• [WHAT THE TASK ASKS] Copy out each line featuring the string "wing" from the entries beneath.

• [RECORDS FOR THIS TASK]
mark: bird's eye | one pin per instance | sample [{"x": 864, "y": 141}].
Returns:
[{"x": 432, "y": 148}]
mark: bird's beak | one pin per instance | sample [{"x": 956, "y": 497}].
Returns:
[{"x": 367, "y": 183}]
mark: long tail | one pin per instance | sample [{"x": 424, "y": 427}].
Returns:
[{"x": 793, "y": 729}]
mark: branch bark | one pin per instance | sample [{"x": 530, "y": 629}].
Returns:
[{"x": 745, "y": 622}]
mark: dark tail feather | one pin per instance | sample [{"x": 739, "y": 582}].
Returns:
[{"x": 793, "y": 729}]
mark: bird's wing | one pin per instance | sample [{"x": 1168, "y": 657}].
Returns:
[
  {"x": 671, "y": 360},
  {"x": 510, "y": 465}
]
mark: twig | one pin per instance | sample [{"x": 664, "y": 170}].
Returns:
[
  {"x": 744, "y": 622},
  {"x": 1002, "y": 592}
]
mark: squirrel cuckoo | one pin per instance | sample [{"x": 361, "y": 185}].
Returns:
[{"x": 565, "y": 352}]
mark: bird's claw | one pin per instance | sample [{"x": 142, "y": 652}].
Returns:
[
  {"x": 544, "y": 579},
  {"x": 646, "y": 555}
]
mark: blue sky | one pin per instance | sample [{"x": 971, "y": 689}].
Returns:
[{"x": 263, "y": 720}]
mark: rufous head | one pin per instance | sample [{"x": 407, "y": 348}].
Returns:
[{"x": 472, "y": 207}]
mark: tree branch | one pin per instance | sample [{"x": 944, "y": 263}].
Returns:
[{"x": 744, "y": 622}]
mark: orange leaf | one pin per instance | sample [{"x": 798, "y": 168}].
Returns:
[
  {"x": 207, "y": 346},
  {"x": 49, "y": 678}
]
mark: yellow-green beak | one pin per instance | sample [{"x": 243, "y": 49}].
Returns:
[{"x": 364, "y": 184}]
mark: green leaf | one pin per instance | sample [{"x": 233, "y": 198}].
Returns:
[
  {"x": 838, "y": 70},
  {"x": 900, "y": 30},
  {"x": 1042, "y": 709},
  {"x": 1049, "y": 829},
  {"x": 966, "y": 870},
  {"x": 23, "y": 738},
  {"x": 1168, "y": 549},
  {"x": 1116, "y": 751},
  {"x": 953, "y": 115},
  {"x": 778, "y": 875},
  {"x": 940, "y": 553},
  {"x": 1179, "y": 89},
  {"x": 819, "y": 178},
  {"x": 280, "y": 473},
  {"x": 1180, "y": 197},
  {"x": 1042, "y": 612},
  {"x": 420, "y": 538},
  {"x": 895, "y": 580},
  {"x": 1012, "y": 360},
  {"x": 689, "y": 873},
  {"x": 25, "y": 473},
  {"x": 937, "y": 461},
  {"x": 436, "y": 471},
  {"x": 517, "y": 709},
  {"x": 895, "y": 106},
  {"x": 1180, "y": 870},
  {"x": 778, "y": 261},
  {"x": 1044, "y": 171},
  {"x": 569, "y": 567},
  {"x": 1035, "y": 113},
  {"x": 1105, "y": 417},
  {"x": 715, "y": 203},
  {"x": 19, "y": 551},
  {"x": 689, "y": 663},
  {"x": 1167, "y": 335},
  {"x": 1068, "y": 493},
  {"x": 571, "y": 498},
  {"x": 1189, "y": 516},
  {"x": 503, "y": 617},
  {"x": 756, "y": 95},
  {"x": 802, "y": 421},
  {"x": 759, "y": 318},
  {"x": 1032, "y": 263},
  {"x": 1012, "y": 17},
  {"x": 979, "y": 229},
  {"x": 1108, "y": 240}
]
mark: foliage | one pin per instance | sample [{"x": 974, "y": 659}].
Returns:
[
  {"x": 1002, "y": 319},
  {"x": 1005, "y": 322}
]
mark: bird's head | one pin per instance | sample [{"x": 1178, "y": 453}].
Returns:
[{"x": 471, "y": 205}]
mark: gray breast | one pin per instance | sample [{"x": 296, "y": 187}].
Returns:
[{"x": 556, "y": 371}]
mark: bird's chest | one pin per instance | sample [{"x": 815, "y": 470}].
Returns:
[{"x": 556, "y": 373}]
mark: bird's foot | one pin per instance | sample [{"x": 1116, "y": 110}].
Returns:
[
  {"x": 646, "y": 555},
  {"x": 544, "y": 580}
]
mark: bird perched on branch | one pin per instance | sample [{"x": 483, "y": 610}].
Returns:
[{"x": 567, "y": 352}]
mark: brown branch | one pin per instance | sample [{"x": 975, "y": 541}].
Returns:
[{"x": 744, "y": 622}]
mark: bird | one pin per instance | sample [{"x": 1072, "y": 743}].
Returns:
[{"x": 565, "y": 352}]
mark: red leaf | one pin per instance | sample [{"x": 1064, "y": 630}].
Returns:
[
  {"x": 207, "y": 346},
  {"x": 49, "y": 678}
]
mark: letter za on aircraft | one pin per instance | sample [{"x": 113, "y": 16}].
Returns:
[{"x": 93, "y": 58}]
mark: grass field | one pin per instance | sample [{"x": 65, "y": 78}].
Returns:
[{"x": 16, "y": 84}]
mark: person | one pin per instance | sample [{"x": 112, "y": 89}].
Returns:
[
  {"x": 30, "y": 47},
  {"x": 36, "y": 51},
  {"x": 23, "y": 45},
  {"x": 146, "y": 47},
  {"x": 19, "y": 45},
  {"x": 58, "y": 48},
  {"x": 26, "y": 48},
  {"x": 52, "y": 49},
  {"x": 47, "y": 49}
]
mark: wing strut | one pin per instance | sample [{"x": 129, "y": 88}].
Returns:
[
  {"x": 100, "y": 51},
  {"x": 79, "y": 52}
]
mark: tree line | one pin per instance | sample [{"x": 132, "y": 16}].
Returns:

• [COMPLETED TASK]
mark: bird's wing | one pin per instance | sample [{"x": 1168, "y": 657}].
mark: wing strut | one pin per instance | sample [{"x": 129, "y": 88}].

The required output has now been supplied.